*Source extract*
Such mixed results have persisted in larger and more contemporary studies. A 2005 analysis of 24 bird species in hardwood forests in the eastern U.S., based on 37 years of North American Breeding Bird Survey data, revealed that 15 species saw population changes associated with periodical cicada emergences. In that study, Walter Koenig, a research zoologist now emeritus at the University of California, Berkeley, and Andrew Liebhold, a research entomologist at the U.S. Forest Service, found that populations of red-bellied woodpeckers, brown-headed cowbirds, blue jays and common grackles increased significantly one to three years after cicada emergences and that their populations then dropped back down to normal. But the behavior of some species changed in an unexpected direction. Populations of American crows, tufted titmice, gray catbirds and brown thrashers dropped below normal during the cicada emergence year—and then increased the following year, after which they stabilized.

The results of the same 2005 study also suggest that most bird species do not travel to take advantage of cicada emergences, Liebhold says. They live and eat in the same areas year after year, picking off the insects opportunistically instead of traveling to the cicada motherlode. Koenig points out that cuckoos are an exception: they migrate to take advantage of insect outbreaks all over the country.

*Required tasks*
A: According to the cicada passage, which birds migrate to take advantage of insect outbreaks across the country?
B: Rewrite the cicada passage starting at "The results of" and ending at "over the country.", replacing "opportunistically" with "as the chance arises".

*Supplied records*
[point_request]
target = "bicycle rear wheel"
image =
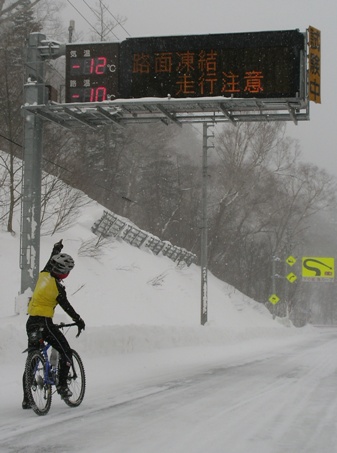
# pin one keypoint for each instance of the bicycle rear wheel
(76, 382)
(38, 392)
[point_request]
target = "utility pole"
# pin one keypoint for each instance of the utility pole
(35, 93)
(204, 252)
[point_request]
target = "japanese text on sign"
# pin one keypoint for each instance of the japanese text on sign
(314, 65)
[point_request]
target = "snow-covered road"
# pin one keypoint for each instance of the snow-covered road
(275, 398)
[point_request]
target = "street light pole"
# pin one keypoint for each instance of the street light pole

*Answers to the exercises*
A: Cuckoos.

B:
The results of the same 2005 study also suggest that most bird species do not travel to take advantage of cicada emergences, Liebhold says. They live and eat in the same areas year after year, picking off the insects as the chance arises instead of traveling to the cicada motherlode. Koenig points out that cuckoos are an exception: they migrate to take advantage of insect outbreaks all over the country.